#  > 【園藝苗圃】 圖文創作區 >  > 創作藝想園 >  > 繪圖切磋 >  > [軟體] PS/Painter/SAI?

## kl122002

想開始自學畫畫，我是有用PS修照片的經驗，不過還未曾用PS來畫畫。
現在是想開始學習，但市面上的軟件如SAI, Painter, 都是和PS差不了多少，
真是好苦惱，不知怎樣選，
請問在這常畫畫的獸有什麼建議？

又這些軟件對畫板的選擇有影響嗎？

（好像問得太小白了，不過還是真心的。）

----------


## 月光牙狼

如果是新爪的話

小狼我是建議用SAI

系統比較不會太複雜

雖然功能沒有PS來的多樣化

但基本功能都相當完全(應該吧(欸欸?

還有就是SAI吃的資源異常的小根本太異常這是什麼巫術(????

Painter的話小狼我是沒有用過

不過小狼我都是把他看成高階的繪圖軟體(欸

就小狼我印象來說PS跟Painter吃的資源好像都頗大的樣子?

畫板的影響....小狼我目前是沒感覺

或者是有一堆設定可以調小狼我不知道(欸欸?

如果真的不會的話就用小畫家吧!!!

小畫家也是很強大的!!!(認真(欸欸

----------


## 擇擇

繪畫軟體基本功能不會差太多～
據我所知sai跟PS都有調筆壓的功能，所以用畫板的話兩個都是好選擇（沒用過painter不過應該也能調筆壓）。

我自己是用PS因為蘋果電腦不能用sai。如果kl122002有接觸過PS而且電腦不怕PS太吃資源讓電腦變太燙或太慢，那PS會是個好選擇。
畢竟sai最大的優點就是有大多PS最好用的功能然後不吃太多資源，所以不怕盪掉或是跑太慢。但是sai有些功能就不如photoshop，像是打字之類的。
純繪畫的話，sai就有多到你可能用不完功能了～而且也能自己網上下載需要補充的筆刷。

總而言之，PS比較強大但是很耗資源。

- **擷取資料**:
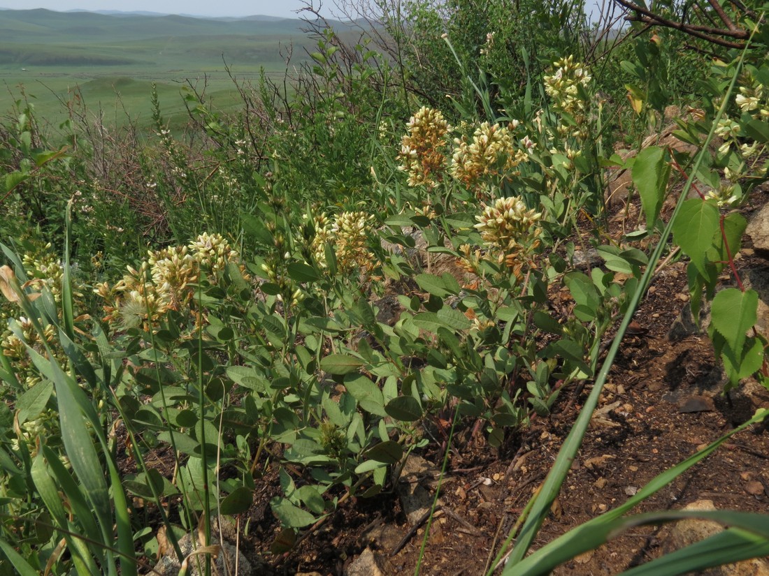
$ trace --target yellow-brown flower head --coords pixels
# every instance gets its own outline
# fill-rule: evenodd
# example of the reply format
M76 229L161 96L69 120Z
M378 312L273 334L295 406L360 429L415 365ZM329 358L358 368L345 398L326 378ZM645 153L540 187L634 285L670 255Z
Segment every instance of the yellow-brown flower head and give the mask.
M342 212L335 219L331 237L340 270L363 268L370 263L367 244L373 220L373 215L365 212Z
M228 262L237 261L240 257L221 234L203 233L188 246L201 267L212 274L223 270Z
M444 150L450 130L441 111L422 107L406 125L408 134L401 141L401 170L408 173L409 186L431 187L442 177Z
M498 124L484 122L475 129L472 141L463 137L454 143L457 147L451 158L451 175L471 189L489 178L511 175L512 170L528 158L526 153L515 146L510 130Z
M542 229L537 225L541 214L528 210L520 197L499 198L483 205L476 216L475 228L489 249L517 276L525 267L534 267L534 252L539 247Z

- **挑戰題**: 請逐字抄錄閱讀文本中的一段，從含有「如果真的不會的話就用小畫家吧!!!」的字句開始，到「oshop，像是打字之類的。」為止。 以上各資料列與閱讀文本的內容沒有任何關聯。

- **練習解答**:
如果真的不會的話就用小畫家吧!!!

小畫家也是很強大的!!!(認真(欸欸

----------


## 擇擇

繪畫軟體基本功能不會差太多～
據我所知sai跟PS都有調筆壓的功能，所以用畫板的話兩個都是好選擇（沒用過painter不過應該也能調筆壓）。

我自己是用PS因為蘋果電腦不能用sai。如果kl122002有接觸過PS而且電腦不怕PS太吃資源讓電腦變太燙或太慢，那PS會是個好選擇。
畢竟sai最大的優點就是有大多PS最好用的功能然後不吃太多資源，所以不怕盪掉或是跑太慢。但是sai有些功能就不如photoshop，像是打字之類的。